# [Document passage]
________
Monday, June 30, 2014

MORE ABOUT TIME TRAVEL

I haven't been able to stop thinking about time travel since I posted about it last week. I still don't believe it's possible but it sure is fun to think about. It's especially fun since old photos indicate that the point of origin for the travelers might have been right here in good old 2014 or thereabouts.

Take a look at the lady in the 50s bus above. Isn't that a digital snapshot camera? It looks like a camera you can buy right now.


And this photo from the 40s (above, circled red on the right)....what's a 2014 hipster doing in this crowd? He looks like somebody you'd see in Starbucks. Was he Photoshopped in? I don't know.



Lots of old photos contain pictures of people who are still here. How did that come about?


And why do old photos contain so many pictures of people in modern dress?


The other day I was looking at some pictures (above) by the 40s/50s jazz cover artist, James Flora. I almost did a double take. These covers look like they were done in Illustrator or Flash, computer programs that wouldn't exist for another 60 years!



You have to wonder why people would choose to live in the past. In order to bet on winner-known-in-advance horse races, I guess. Or maybe the near future didn't shape up so well and these travelers are refugees. I wonder if any of them were able to go back?
________
# [Complete the following]
1 > In the time travel post, rewrite the passage between "Monday, June 30, 2014" and "2014 or thereabouts.", inclusive, changing "fun" to "entertaining".
2 > List every sentence in the time travel post that ends with a question mark.

[Lines of data]
________
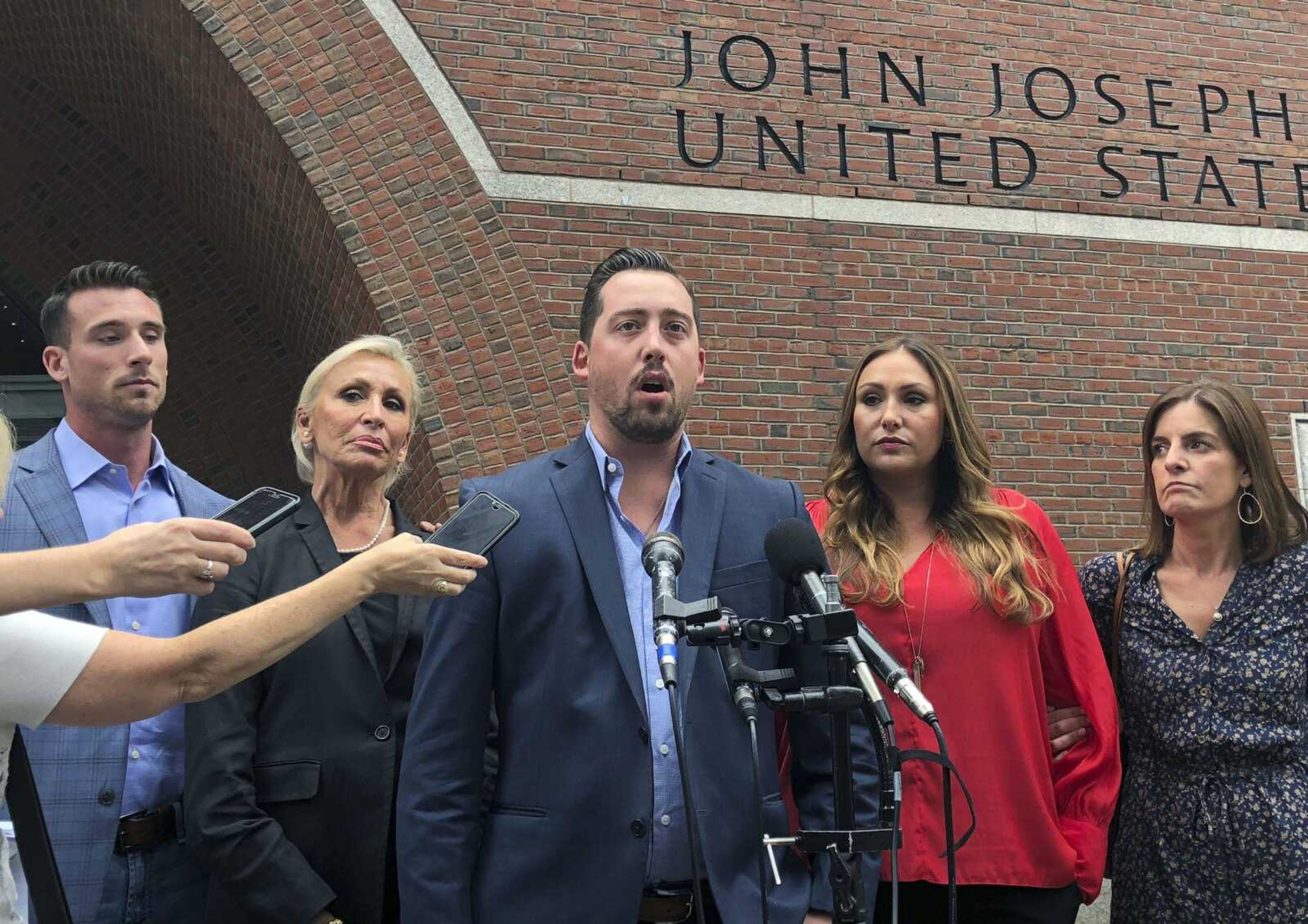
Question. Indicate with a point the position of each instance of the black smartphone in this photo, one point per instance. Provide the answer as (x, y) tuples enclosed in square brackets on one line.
[(261, 510), (478, 525)]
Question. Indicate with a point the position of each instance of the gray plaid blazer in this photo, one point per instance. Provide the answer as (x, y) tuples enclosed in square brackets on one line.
[(80, 771)]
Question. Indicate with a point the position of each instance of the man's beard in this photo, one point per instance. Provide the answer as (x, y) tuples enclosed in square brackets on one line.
[(643, 425), (130, 412)]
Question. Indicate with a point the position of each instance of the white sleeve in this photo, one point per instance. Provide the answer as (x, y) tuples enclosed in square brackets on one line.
[(40, 659)]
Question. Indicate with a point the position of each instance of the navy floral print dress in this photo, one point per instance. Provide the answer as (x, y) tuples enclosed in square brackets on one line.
[(1214, 804)]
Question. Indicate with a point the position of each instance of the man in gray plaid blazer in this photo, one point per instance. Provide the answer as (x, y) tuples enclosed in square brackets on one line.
[(112, 795)]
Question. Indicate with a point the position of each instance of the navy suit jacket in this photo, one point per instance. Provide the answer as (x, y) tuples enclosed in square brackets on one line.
[(80, 771), (545, 631)]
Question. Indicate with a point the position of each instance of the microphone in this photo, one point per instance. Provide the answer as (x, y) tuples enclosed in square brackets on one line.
[(894, 675), (662, 559), (797, 556), (865, 680)]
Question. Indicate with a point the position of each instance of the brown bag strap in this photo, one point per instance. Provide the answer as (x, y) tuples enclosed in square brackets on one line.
[(1124, 564)]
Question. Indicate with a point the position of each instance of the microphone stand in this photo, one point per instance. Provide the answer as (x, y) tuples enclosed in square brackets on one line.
[(845, 843)]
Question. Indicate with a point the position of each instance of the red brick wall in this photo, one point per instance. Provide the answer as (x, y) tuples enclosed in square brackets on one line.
________
# [Solutions below]
1 >
Monday, June 30, 2014

MORE ABOUT TIME TRAVEL

I haven't been able to stop thinking about time travel since I posted about it last week. I still don't believe it's possible but it sure is entertaining to think about. It's especially entertaining since old photos indicate that the point of origin for the travelers might have been right here in good old 2014 or thereabouts.

2 >
- Isn't that a digital snapshot camera?
- And this photo from the 40s (above, circled red on the right)....what's a 2014 hipster doing in this crowd?
- Was he Photoshopped in?
- How did that come about?
- And why do old photos contain so many pictures of people in modern dress?
- I wonder if any of them were able to go back?